Arrange these lines as a numbered list, leaving out any blank lines.

_ _ _ _

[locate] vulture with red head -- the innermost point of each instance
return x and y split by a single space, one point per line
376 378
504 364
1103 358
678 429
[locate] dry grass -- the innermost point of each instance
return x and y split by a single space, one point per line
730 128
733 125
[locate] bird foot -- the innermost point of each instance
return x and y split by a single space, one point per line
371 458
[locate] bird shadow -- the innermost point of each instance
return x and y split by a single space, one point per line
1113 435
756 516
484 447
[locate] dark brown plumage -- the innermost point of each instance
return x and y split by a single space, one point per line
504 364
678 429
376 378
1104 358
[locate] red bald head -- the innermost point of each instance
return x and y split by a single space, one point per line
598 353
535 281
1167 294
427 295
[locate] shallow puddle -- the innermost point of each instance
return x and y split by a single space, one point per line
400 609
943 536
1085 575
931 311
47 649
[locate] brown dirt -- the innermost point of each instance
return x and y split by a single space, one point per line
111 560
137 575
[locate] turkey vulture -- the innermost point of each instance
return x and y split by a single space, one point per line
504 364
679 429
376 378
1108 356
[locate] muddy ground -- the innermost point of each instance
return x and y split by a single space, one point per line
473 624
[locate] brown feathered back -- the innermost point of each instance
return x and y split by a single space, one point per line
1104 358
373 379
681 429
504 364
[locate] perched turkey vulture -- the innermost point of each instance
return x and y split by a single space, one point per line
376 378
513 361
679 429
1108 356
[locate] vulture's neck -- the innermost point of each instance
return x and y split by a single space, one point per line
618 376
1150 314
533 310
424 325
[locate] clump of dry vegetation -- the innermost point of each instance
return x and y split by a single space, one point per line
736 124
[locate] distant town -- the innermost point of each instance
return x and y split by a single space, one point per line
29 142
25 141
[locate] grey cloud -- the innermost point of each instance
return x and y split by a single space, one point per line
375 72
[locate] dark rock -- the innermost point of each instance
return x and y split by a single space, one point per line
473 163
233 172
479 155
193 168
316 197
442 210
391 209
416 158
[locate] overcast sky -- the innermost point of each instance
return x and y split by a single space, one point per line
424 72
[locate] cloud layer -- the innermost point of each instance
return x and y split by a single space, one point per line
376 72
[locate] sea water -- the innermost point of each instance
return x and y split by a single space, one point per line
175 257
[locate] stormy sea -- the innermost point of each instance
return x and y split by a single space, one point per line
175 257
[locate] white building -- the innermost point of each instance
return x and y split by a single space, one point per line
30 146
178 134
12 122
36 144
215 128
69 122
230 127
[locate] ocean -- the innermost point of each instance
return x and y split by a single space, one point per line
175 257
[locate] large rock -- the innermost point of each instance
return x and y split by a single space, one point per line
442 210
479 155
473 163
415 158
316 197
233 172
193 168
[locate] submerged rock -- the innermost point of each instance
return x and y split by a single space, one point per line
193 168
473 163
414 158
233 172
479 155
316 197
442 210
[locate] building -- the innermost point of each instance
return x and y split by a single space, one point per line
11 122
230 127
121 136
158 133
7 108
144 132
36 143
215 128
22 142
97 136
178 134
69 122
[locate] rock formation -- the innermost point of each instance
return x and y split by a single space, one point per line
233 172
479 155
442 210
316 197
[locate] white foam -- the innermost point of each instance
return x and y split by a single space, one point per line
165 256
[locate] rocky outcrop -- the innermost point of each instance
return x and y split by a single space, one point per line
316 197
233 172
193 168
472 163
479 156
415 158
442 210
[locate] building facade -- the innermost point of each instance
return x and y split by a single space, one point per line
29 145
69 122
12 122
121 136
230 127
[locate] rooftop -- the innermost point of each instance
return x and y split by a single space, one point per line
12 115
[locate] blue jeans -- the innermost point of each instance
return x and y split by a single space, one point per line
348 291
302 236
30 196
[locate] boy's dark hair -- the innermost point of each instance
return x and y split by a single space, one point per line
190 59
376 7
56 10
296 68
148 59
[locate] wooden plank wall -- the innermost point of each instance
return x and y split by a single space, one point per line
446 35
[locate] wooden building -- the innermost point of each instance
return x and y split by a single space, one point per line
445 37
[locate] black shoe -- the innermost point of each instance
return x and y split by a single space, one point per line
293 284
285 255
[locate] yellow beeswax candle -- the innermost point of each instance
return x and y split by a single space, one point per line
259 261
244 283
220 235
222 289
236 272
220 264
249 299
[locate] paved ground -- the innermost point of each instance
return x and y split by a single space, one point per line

_ _ _ _

> **OUTPUT**:
1. [locate] vulture with red head -- the innermost point of each instance
2. return x and y split by a single space, one point per line
3. 376 378
4. 504 364
5. 1103 358
6. 678 429
7. [locate] dry grass -- the innermost point of each instance
8. return x and y split by a single space, one point per line
9. 730 128
10. 733 125
11. [locate] bird foot -- the innermost point of each instance
12. return x and y split by a single space, one point per line
13. 371 458
14. [locate] bird shadow -- the innermost point of each instance
15. return x and y split by a single space, one point per line
16. 1113 435
17. 756 516
18. 484 447
19. [locate] dark brown plumage -- the innermost point of each instance
20. return x and y split by a single space, one point per line
21. 504 364
22. 678 429
23. 376 378
24. 1104 358
25. [locate] red bald head -- the innermost point of each instance
26. return x and y split by a single space, one point per line
27. 598 353
28. 535 281
29. 1167 294
30. 427 295
31. [locate] shallow puddle -- the innermost point of each instance
32. return x and y split by a single space, one point per line
33. 400 609
34. 943 536
35. 1085 575
36. 931 311
37. 47 649
38. [locate] brown dirt -- the innermost point of each instance
39. return x and y split by a single space, one point per line
40. 111 560
41. 137 575
42. [locate] turkey vulture -- the innermost point of each instance
43. return x and y split by a single space, one point per line
44. 504 364
45. 679 429
46. 376 378
47. 1108 356
48. [locate] muddy ground -- the innermost point of each instance
49. return x and y split by a single space, one point per line
50. 473 624
51. [locate] brown feathered back -- the innermost point of each instance
52. return x and y split by a single space, one point per line
53. 1104 358
54. 373 379
55. 681 429
56. 504 364
57. [locate] perched turkey vulture -- the innermost point of each instance
58. return x and y split by a single space, one point per line
59. 376 378
60. 513 361
61. 679 429
62. 1108 356
63. [locate] vulture's neck -- the innermost point of each instance
64. return x and y split by a single space, one point per line
65. 618 376
66. 1150 314
67. 533 310
68. 424 325
69. [locate] clump of dry vegetation -- the innermost point of each instance
70. return x and y split by a single space, one point per line
71. 736 124
72. [locate] distant town -- the innermost point of each instance
73. return x and y split by a single space, one point per line
74. 29 142
75. 25 141
76. [locate] grey cloud -- the innermost point of each instance
77. return x and y split by a single space, one point per line
78. 375 72
79. [locate] dark rock -- the innermost point of each instance
80. return x and y split by a single space, one point per line
81. 473 163
82. 233 172
83. 479 155
84. 193 168
85. 316 197
86. 442 210
87. 391 209
88. 416 158
89. [locate] overcast sky -- the innermost point of each instance
90. return x and y split by a single space, one point per line
91. 424 72
92. [locate] cloud layer -- the innermost point of each instance
93. return x and y split by a single space, one point per line
94. 376 72
95. [locate] sea water -- the innermost point of each instance
96. return x and y split by a single space, one point per line
97. 175 257
98. [locate] stormy sea -- the innermost point of each instance
99. return x and y split by a single space, one point per line
100. 175 257
101. [locate] white building -- the innermost point of each instance
102. return x and y split by a single space, one point per line
103. 30 146
104. 178 134
105. 12 122
106. 36 144
107. 215 128
108. 69 122
109. 230 127
110. [locate] ocean -- the innermost point of each instance
111. return x and y split by a single space, one point per line
112. 175 257
113. [locate] large rock -- the innermost point of each instance
114. return x and y split by a single space, one point per line
115. 442 210
116. 479 155
117. 473 163
118. 415 158
119. 316 197
120. 233 172
121. 193 168
122. [locate] submerged rock -- the innermost point of each instance
123. return x and y split by a single space, one point per line
124. 193 168
125. 473 163
126. 414 158
127. 233 172
128. 479 155
129. 316 197
130. 442 210
131. [locate] building -- the innermost point of each instance
132. return x and y split by a single space, one point per line
133. 11 122
134. 230 127
135. 121 136
136. 158 133
137. 7 108
138. 144 132
139. 36 143
140. 215 128
141. 22 142
142. 97 136
143. 178 134
144. 69 122
145. [locate] rock formation -- the innermost point of each instance
146. return x and y split by a single space, one point per line
147. 233 172
148. 479 155
149. 442 210
150. 316 197
151. [locate] white foam -- the innermost point of each instance
152. return x and y split by a single space, one point per line
153. 165 256
154. [locate] rocky outcrop -- the innermost point of each instance
155. return x and y split by a single space, one point per line
156. 316 197
157. 233 172
158. 193 168
159. 472 163
160. 479 156
161. 415 158
162. 442 210
163. [locate] building facade -- the innermost point of each instance
164. return x and y split by a single space, one point per line
165. 29 145
166. 69 122
167. 12 122
168. 121 136
169. 230 127
170. [locate] rooftop -- the innermost point of each instance
171. return x and y split by a single space, one point per line
172. 12 115
173. [locate] blue jeans -- the innermost point of each instance
174. return x and y split by a single space, one point per line
175. 348 291
176. 302 236
177. 30 196
178. [locate] boy's dark hair -- the innermost point of each instance
179. return x and y split by a single space, one point per line
180. 190 59
181. 376 7
182. 56 10
183. 296 68
184. 148 59
185. [locate] wooden plank wall -- the innermost point of each instance
186. return x and y split by a single space, one point per line
187. 446 35
188. [locate] wooden building -- the innermost point of each instance
189. return x and y split by a single space, one point per line
190. 445 37
191. [locate] black shoe -- the innermost point of each instance
192. return x and y split by a single space, one point per line
193. 293 284
194. 285 255
195. [locate] yellow beeswax candle -- the innermost point of each instance
196. return x and y split by a single space, one point per line
197. 259 261
198. 244 283
199. 220 235
200. 222 289
201. 236 272
202. 220 264
203. 249 299
204. [locate] paved ground -- the innermost point of each instance
205. return x and y split by a single space, one point per line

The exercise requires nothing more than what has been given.